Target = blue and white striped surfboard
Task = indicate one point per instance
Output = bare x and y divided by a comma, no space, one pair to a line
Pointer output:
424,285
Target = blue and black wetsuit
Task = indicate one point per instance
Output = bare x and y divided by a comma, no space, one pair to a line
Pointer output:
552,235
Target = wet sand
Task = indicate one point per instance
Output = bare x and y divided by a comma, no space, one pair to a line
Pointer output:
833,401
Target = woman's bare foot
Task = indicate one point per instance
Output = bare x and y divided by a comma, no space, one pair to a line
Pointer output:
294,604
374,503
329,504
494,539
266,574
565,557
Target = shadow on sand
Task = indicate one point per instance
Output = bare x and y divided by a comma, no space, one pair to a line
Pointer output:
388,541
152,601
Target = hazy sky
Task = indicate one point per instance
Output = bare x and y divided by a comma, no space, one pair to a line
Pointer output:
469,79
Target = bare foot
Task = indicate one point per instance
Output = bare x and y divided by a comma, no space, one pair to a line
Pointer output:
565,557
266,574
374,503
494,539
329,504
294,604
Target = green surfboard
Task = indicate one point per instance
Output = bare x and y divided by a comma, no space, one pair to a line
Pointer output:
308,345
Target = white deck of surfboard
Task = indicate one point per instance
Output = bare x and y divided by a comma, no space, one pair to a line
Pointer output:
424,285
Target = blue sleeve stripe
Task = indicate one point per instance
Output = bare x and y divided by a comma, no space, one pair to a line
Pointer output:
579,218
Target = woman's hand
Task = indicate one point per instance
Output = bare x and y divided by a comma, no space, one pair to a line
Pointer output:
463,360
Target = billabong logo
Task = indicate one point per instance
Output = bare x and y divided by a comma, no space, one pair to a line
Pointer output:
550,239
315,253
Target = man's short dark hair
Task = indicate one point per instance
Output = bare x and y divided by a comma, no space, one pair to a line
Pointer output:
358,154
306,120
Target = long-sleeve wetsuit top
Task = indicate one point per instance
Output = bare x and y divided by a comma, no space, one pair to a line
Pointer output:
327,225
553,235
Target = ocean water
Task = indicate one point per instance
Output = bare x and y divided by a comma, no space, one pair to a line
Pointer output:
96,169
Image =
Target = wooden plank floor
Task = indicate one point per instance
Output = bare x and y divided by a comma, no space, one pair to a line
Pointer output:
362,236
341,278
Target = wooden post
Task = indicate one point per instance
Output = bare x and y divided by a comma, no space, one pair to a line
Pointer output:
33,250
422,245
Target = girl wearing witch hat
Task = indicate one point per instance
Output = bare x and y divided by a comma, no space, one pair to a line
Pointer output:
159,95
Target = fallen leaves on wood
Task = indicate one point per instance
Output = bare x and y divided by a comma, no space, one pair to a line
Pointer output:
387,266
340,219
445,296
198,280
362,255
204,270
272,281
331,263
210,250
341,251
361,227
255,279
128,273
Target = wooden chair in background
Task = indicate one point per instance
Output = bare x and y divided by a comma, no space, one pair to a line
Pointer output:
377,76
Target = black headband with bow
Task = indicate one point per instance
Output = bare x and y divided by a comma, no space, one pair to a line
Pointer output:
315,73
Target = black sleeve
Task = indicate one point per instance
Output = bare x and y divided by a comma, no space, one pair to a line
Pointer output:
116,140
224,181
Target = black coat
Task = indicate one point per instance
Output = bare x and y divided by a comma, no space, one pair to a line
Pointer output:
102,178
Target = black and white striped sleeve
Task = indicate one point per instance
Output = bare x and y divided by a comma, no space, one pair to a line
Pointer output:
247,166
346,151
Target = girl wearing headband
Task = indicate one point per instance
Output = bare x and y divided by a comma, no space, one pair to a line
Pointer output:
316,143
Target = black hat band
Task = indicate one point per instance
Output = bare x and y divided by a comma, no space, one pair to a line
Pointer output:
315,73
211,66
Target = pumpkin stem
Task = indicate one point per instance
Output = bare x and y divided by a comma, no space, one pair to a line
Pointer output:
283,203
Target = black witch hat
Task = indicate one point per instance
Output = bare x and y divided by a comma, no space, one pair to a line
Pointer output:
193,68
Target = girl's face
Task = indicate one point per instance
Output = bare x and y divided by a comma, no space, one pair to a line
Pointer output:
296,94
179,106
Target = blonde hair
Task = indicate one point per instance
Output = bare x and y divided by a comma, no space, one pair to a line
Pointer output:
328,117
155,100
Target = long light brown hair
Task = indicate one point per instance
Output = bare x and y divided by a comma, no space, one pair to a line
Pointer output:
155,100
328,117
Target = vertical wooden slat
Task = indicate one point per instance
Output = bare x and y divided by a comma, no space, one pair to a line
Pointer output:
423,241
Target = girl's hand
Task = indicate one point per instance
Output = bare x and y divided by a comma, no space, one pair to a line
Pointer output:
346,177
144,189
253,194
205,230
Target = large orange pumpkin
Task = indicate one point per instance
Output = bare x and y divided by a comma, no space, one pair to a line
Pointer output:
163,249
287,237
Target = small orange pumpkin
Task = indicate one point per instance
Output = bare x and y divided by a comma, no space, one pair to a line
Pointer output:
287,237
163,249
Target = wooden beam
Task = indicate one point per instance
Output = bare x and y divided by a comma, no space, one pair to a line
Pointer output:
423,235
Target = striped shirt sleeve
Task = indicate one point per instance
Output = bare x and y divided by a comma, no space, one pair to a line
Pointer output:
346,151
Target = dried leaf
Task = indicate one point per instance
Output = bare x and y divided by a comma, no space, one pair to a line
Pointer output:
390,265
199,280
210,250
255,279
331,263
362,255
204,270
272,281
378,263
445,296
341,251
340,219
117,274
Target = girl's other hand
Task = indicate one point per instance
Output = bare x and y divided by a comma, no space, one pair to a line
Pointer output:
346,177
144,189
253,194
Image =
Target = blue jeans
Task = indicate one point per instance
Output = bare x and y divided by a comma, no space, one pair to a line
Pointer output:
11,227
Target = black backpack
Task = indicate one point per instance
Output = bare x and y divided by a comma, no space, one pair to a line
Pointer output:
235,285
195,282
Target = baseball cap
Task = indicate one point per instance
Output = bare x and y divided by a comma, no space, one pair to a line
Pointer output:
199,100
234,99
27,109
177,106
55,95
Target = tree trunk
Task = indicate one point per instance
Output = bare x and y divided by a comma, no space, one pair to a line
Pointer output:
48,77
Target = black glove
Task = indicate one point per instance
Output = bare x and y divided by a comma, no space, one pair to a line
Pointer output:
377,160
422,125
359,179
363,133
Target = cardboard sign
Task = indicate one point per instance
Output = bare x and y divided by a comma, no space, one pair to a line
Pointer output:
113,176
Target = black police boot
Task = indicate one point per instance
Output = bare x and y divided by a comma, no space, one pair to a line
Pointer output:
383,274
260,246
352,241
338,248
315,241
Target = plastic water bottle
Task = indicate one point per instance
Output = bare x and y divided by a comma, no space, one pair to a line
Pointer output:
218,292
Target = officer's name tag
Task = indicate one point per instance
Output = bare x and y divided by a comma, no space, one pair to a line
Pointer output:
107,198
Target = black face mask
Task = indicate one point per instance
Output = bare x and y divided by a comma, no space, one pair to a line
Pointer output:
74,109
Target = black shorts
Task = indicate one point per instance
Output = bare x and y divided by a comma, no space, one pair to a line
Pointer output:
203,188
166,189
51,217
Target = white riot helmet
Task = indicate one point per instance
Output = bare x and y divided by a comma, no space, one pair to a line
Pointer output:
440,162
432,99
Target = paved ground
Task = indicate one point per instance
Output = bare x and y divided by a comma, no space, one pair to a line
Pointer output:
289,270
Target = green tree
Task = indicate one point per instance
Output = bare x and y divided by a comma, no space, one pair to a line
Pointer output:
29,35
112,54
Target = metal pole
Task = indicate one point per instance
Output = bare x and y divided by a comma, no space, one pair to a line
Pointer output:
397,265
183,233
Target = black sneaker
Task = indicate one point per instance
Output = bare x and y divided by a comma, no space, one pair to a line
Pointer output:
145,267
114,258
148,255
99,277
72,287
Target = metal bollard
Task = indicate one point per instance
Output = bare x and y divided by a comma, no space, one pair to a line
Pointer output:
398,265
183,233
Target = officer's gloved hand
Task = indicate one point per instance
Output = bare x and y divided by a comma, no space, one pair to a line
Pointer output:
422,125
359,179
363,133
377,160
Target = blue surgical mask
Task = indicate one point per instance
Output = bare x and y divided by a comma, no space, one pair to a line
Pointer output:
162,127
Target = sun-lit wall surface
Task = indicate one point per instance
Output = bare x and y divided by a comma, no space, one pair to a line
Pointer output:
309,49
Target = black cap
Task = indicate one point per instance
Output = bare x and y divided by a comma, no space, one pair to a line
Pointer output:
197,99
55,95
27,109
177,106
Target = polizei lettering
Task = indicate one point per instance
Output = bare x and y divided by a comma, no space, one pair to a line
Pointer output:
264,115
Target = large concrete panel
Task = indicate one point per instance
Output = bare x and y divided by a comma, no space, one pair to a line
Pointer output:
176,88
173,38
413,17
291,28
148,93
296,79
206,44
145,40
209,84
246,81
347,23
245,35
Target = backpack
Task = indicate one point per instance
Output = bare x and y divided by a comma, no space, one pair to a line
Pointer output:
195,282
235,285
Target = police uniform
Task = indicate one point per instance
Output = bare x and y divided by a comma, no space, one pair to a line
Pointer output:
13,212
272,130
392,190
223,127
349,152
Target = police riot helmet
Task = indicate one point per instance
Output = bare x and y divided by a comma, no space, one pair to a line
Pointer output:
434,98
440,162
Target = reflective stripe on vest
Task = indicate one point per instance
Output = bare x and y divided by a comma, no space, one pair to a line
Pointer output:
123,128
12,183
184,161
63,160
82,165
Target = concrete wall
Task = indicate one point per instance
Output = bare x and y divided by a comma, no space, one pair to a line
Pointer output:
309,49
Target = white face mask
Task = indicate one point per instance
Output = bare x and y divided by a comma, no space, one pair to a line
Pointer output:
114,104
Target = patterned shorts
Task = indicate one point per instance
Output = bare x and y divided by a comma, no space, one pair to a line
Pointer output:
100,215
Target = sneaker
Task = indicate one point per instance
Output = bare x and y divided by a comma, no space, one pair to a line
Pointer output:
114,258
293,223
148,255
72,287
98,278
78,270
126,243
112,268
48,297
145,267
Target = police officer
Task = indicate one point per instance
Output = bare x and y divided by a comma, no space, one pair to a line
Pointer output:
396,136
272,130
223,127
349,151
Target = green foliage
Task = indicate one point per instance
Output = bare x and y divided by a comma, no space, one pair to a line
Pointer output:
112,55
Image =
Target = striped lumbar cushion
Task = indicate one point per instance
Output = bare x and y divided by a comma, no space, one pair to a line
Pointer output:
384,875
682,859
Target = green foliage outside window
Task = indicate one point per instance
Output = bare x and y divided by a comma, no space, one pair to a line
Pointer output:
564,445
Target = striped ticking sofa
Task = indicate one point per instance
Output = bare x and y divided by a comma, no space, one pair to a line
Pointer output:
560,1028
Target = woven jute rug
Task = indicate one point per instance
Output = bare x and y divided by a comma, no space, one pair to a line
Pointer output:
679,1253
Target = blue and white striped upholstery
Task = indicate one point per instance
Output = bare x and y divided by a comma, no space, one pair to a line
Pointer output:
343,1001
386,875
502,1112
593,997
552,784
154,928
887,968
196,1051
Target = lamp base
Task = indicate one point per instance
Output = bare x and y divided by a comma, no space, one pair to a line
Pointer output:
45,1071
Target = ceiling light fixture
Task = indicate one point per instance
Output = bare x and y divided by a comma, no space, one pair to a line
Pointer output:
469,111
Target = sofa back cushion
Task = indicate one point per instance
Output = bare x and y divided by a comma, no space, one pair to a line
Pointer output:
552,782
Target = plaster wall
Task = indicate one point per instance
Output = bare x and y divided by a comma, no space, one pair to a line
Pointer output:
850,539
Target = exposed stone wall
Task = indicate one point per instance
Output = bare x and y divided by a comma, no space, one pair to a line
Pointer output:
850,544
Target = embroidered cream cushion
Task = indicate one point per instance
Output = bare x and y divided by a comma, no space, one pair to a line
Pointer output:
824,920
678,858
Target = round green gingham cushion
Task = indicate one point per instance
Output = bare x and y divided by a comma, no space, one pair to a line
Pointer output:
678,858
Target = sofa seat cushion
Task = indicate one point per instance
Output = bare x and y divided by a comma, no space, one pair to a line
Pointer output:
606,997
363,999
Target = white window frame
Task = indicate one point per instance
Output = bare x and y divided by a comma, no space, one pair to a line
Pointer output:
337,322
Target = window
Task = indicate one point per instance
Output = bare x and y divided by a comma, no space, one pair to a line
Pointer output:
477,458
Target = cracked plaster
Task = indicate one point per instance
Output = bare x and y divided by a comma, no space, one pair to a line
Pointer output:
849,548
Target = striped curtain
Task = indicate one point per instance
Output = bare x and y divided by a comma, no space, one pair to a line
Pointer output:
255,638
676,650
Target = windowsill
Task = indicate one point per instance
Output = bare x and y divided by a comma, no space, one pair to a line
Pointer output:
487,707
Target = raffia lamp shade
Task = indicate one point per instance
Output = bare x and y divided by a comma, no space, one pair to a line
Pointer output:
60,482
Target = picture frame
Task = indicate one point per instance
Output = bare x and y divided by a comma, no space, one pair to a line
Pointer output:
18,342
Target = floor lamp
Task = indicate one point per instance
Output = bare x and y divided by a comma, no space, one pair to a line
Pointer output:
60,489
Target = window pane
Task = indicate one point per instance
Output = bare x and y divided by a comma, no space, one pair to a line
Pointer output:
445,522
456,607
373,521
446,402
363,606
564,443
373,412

══════════

Aim of the task -
With both ends included, please retype exactly the lines from the line containing "Target = round green gingham cushion" to the final line of the data.

Full solution -
Target = round green gingham cushion
Task = indicate one point per instance
Output = bare x and y divided by a comma, no space, one pair to a line
Pointer output:
678,858
Target = sofa seat cushion
Task = indicate one point per instance
Output = bare x and y divided by a comma, no space, one pair to a line
Pointer output:
606,997
363,999
Target = white window frame
Task = indicate one point per instance
Output = bare x and y divided by a comma, no space, one pair to a line
Pointer output:
337,322
Target = window
Task = indicate one point per instance
Output = bare x and y divided by a comma, no space, one pair to a line
Pointer output:
477,458
Target = cracked plaster
Task = indicate one point per instance
Output = bare x and y divided by a comma, no space, one pair to a line
Pointer output:
849,548
Target = striped curtain
Task = indicate one point per instance
Output = bare x and y divided by a comma, no space, one pair to a line
Pointer output:
255,638
676,650
Target = windowsill
Task = indicate one point per instance
Output = bare x and y divided by a comma, no space, one pair to a line
Pointer output:
487,707
Target = raffia lamp shade
Task = indicate one point per instance
Output = bare x and y divided by a comma, no space, one pair to a line
Pointer output:
60,482
Target = picture frame
Task = indicate one point per instance
Output = bare x and y divided by a comma, no space, one pair to a line
Pointer output:
18,342
Target = floor lamp
Task = indicate one point per instance
Output = bare x and y divided by a comma, no space, one pair to a line
Pointer output:
60,489
Target = window pane
Task = indicate one point per instance
Output = bare x and y divided by a comma, no space, one pair to a line
Pointer output:
445,522
456,607
373,521
446,402
363,606
564,443
373,412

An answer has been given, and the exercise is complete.